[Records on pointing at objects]
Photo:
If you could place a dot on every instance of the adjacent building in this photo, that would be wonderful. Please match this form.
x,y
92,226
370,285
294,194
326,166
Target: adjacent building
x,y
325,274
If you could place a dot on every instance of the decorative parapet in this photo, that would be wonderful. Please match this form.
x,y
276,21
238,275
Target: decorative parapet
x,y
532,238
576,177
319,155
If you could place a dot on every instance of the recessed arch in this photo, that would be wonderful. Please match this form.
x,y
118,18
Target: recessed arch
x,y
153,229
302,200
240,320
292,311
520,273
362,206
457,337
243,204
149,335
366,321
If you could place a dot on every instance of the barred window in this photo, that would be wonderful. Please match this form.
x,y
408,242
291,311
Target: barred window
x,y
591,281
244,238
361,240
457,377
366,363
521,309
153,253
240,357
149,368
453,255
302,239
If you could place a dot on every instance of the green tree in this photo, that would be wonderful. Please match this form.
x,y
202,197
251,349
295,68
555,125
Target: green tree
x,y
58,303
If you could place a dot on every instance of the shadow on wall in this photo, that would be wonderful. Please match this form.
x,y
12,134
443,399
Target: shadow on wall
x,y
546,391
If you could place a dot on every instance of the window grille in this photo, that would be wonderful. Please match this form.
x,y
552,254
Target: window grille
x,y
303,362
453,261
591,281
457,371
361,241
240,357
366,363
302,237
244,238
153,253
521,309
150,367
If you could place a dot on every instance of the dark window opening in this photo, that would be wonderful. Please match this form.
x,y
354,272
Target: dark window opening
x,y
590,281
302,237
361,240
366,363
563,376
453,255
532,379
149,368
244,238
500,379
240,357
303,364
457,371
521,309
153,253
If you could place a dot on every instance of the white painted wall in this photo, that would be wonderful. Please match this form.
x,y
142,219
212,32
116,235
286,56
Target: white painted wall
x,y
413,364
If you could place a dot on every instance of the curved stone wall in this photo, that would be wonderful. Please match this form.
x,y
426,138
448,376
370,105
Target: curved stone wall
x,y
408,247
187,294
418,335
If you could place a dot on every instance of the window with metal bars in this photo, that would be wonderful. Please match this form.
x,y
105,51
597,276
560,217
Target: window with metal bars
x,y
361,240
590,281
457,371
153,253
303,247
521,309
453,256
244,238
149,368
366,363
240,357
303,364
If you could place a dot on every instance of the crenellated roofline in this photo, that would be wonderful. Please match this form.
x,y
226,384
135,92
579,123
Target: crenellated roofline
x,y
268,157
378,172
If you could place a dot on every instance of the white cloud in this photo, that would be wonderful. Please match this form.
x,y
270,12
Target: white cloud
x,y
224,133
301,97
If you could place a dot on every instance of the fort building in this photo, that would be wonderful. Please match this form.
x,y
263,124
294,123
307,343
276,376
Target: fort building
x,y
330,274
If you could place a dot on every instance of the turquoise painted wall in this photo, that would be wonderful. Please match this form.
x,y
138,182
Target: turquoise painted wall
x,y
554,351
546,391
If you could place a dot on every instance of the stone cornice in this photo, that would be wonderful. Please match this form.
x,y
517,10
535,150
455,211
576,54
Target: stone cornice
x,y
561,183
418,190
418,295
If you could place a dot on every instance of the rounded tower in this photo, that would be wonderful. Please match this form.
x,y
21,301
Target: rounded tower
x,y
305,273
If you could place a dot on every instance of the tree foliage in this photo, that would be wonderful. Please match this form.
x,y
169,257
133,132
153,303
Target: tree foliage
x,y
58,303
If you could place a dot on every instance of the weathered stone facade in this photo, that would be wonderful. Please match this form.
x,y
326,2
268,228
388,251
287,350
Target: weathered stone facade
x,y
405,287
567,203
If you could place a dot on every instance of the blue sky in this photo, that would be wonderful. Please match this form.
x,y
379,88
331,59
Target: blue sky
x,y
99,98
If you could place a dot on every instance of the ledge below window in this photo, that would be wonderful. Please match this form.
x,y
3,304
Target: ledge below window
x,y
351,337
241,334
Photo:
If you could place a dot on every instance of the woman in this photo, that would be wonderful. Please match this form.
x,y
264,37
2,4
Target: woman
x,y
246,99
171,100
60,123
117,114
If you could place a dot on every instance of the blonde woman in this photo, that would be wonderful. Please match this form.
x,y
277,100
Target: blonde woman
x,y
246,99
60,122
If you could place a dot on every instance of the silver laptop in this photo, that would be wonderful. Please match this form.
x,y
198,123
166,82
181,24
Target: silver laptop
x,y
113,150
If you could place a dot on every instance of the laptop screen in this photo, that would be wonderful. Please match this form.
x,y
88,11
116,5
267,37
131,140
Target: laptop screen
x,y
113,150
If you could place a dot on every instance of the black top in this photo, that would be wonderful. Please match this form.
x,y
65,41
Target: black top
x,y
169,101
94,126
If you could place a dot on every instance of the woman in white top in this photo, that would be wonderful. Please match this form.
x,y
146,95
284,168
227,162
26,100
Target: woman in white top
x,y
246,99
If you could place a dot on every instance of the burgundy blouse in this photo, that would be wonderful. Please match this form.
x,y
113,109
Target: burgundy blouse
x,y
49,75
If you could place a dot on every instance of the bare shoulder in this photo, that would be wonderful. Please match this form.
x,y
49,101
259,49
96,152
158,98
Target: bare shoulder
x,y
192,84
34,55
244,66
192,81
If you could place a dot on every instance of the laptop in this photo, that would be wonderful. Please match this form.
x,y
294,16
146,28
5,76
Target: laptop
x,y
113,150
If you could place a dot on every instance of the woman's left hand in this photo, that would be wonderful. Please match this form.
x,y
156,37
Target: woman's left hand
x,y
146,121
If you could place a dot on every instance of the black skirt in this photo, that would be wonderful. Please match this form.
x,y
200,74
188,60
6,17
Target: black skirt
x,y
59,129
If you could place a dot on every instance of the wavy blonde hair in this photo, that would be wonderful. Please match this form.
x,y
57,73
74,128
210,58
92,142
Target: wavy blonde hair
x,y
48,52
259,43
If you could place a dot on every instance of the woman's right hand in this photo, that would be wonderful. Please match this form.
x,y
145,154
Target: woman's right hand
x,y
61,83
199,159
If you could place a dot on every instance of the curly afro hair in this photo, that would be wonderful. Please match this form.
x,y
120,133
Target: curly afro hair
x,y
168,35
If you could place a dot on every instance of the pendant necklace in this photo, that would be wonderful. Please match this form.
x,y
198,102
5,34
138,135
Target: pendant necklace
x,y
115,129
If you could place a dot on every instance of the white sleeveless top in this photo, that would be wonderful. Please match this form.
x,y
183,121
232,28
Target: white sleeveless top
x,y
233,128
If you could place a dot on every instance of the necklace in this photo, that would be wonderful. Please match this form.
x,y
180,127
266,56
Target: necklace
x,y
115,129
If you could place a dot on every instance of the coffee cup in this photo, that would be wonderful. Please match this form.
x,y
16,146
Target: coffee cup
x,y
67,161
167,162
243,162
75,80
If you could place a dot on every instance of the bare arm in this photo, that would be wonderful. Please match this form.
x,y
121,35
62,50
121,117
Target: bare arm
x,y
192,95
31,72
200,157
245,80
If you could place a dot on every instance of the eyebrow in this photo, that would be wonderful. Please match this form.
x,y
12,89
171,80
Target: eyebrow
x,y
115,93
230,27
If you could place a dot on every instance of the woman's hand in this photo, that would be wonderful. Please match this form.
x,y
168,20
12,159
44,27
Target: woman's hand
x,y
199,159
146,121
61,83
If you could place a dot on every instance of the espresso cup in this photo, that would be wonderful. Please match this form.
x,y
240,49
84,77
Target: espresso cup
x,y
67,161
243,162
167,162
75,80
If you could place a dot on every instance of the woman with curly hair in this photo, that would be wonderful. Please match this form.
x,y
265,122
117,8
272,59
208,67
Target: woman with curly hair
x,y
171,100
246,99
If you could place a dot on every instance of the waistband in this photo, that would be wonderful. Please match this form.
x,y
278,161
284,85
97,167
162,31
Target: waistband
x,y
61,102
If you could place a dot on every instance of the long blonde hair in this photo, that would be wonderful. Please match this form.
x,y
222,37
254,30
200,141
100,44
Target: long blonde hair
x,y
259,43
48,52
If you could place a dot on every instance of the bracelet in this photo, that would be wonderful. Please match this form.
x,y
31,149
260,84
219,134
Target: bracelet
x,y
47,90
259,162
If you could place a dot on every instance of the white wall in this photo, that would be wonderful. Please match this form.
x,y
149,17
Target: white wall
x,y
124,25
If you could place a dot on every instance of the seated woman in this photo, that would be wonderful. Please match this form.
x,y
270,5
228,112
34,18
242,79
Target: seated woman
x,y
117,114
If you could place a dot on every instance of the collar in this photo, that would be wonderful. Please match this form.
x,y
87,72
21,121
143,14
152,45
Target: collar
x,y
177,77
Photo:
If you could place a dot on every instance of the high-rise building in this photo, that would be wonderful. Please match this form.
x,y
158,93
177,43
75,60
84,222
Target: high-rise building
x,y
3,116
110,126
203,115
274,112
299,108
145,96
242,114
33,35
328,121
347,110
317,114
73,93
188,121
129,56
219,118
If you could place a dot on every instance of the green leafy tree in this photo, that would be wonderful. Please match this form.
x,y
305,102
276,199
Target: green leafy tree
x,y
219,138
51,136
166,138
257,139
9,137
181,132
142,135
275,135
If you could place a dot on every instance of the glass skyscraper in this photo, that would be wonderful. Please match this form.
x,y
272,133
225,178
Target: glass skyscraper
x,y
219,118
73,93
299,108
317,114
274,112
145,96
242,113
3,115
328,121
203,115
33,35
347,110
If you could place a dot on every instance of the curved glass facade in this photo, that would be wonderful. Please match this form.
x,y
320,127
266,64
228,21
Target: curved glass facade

EXERCISE REQUIREMENTS
Render the lines as a JSON list of strings, one per line, with blank lines omitted. Begin at the line that has "of the bracelet" and stop after the last line of the records.

RIGHT ANSWER
[
  "If you could place a dot on every instance of the bracelet in this photo, that would be wonderful. Please match this form.",
  "x,y",
  "31,149",
  "260,84",
  "219,134",
  "Target: bracelet",
  "x,y",
  "47,90",
  "259,162",
  "If you could place a dot on every instance of the white wall in this photo, that would be wonderful. Please match this form.",
  "x,y",
  "149,17",
  "Target: white wall",
  "x,y",
  "124,25",
  "If you could place a dot on every instance of the seated woman in this photo, that would be wonderful. Please match this form.",
  "x,y",
  "270,5",
  "228,112",
  "34,18",
  "242,79",
  "Target: seated woman",
  "x,y",
  "117,114",
  "If you could place a dot on every instance of the collar in this photo, that would be wonderful. Please match this form.",
  "x,y",
  "87,72",
  "21,121",
  "143,14",
  "152,45",
  "Target: collar",
  "x,y",
  "177,77",
  "Photo:",
  "If you could place a dot on every instance of the high-rise building in this photo, that would be wonderful. Please match this form.",
  "x,y",
  "158,93",
  "177,43",
  "75,60",
  "84,222",
  "Target: high-rise building",
  "x,y",
  "3,116",
  "110,126",
  "203,115",
  "274,112",
  "299,108",
  "145,96",
  "242,114",
  "33,35",
  "328,121",
  "347,110",
  "317,114",
  "73,93",
  "188,121",
  "129,56",
  "219,118",
  "If you could place a dot on every instance of the green leafy tree in this photo, that would be wonderful. Please match this form.",
  "x,y",
  "305,102",
  "276,199",
  "Target: green leafy tree",
  "x,y",
  "219,138",
  "51,136",
  "166,138",
  "257,139",
  "9,137",
  "181,132",
  "142,135",
  "275,135",
  "If you could place a dot on every instance of the glass skyscraper in this photo, that would be wonderful. Please match this form.",
  "x,y",
  "272,133",
  "225,178",
  "Target: glass skyscraper",
  "x,y",
  "219,118",
  "73,93",
  "299,108",
  "317,114",
  "274,112",
  "145,96",
  "242,113",
  "3,115",
  "328,121",
  "203,115",
  "33,35",
  "347,110",
  "If you could place a dot on every instance of the curved glass facade in this photo, that would be wonderful. Please match this form.",
  "x,y",
  "320,127",
  "266,64",
  "228,21",
  "Target: curved glass facade"
]